*** Opening DOCUMENT SEGMENT ***
We are developing surveillance systems that provide users with an understanding of remote activity and events. Combining our expertise in video analysis and user interfaces, we have developed DOTS (Dynamic Object Tracking System), an indoor, real-time, multi-camera surveillance system deployed in a real office setting with the following features:

  • integration across multiple cameras,
  • a “smart” interface that makes it easy to follow a specified person across cameras,
  • summarization of amount of activity and movement patterns,
  • integration with other sensors.

DOTS Video Surveillance System

The DOTS user interface displays multiple streams of recorded or live video. It provides automatic object tracking and visualization based on video analysis results stored in a database. The user interface includes a camera bank, a timeline with event display, a floor plan, and a main player area. The camera bank presents views of all cameras in low resolution and at a low frame rate. All displays are synchronized to the same playback position; skipping to a different position in the timeline controls all video displays. Users can manually select cameras in the camera bank to see a larger display at a higher frame rate in the main video playback area. Video playback is controlled by a non-linear timeline that is synchronized to all displayed video streams. It uses a detailed linear scale for the video around the current playback position shown in yellow and a less detailed linear scale for the video far away from the playback position. Controls let the user increase and decrease the playback speed and reverse the playback direction. DOTS supports externally generated events such as from door sensors or RFID tags. Security video installations often require security personnel to monitor hundreds of video streams. A floor-plan interface component enables security personnel to select which video streams to include in the multi-stream video player. The floor plan displays the location of each camera, its field of view, the cameras being shown in the main viewer, and the objects being tracked. The main player area displays important camera views such as those that show a person currently being tracked. The main player area displays one or more video streams at high frame rates. The size of a video stream display indicates its relative importance as determined by either the user or the system. Users can switch between automatic and non-automatic selection modes and can override the automatic selection at any time.
*** Closing DOCUMENT SEGMENT ***
*** Opening EXERCISE DATA ***
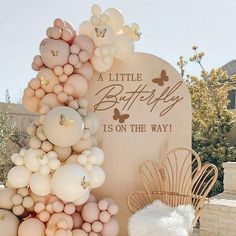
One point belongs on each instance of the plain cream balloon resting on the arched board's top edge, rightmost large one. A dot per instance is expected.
*** Closing EXERCISE DATA ***
■ **PROBLEM DESCRIPTION**
Answer these from the DOTS surveillance text:
(a) What does the name DOTS stand for?
(b) How does the camera bank show the camera views?
(c) In the main player area, what does the size of a video stream display indicate?

■ **RESULT**
(a) Dynamic Object Tracking System.
(b) It shows views of all cameras in low resolution and at a low frame rate.
(c) It indicates the stream's relative importance, as determined by either the user or the system.